- [AIM OF THE TASK]
Turn the lines below into a numbered list, skipping any blank lines and leaving out the pictures.

- [INFORMATION SHOWN]
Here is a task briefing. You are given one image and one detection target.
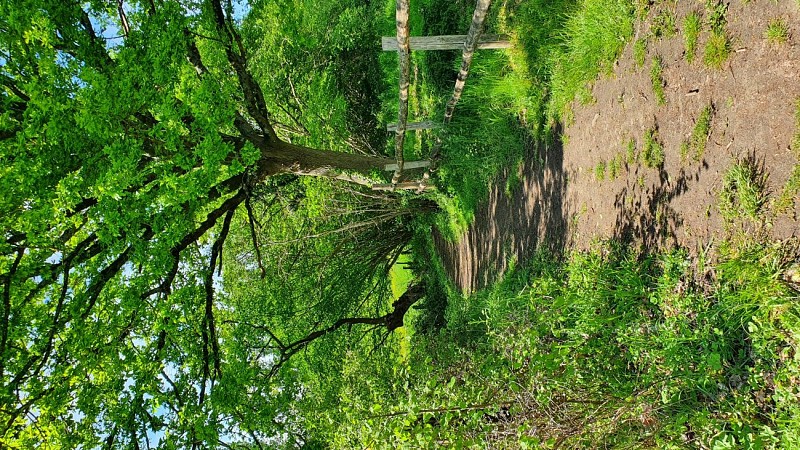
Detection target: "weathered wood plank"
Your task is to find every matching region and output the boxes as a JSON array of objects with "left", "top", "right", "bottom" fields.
[
  {"left": 444, "top": 0, "right": 492, "bottom": 124},
  {"left": 392, "top": 0, "right": 411, "bottom": 185},
  {"left": 384, "top": 159, "right": 431, "bottom": 172},
  {"left": 386, "top": 120, "right": 441, "bottom": 132},
  {"left": 381, "top": 34, "right": 511, "bottom": 52},
  {"left": 372, "top": 181, "right": 436, "bottom": 191}
]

- [TASK RESULT]
1. Here is a task briefing. You are given one image and one detection target.
2. Detection target: "weathered wood plank"
3. Your task is to find every matching region and output the boxes as a JSON array of objects with "left", "top", "right", "bottom" fields.
4. [
5.   {"left": 444, "top": 0, "right": 492, "bottom": 124},
6.   {"left": 392, "top": 0, "right": 411, "bottom": 185},
7.   {"left": 384, "top": 159, "right": 431, "bottom": 172},
8.   {"left": 386, "top": 120, "right": 441, "bottom": 132},
9.   {"left": 381, "top": 34, "right": 511, "bottom": 52},
10.   {"left": 372, "top": 181, "right": 436, "bottom": 191}
11. ]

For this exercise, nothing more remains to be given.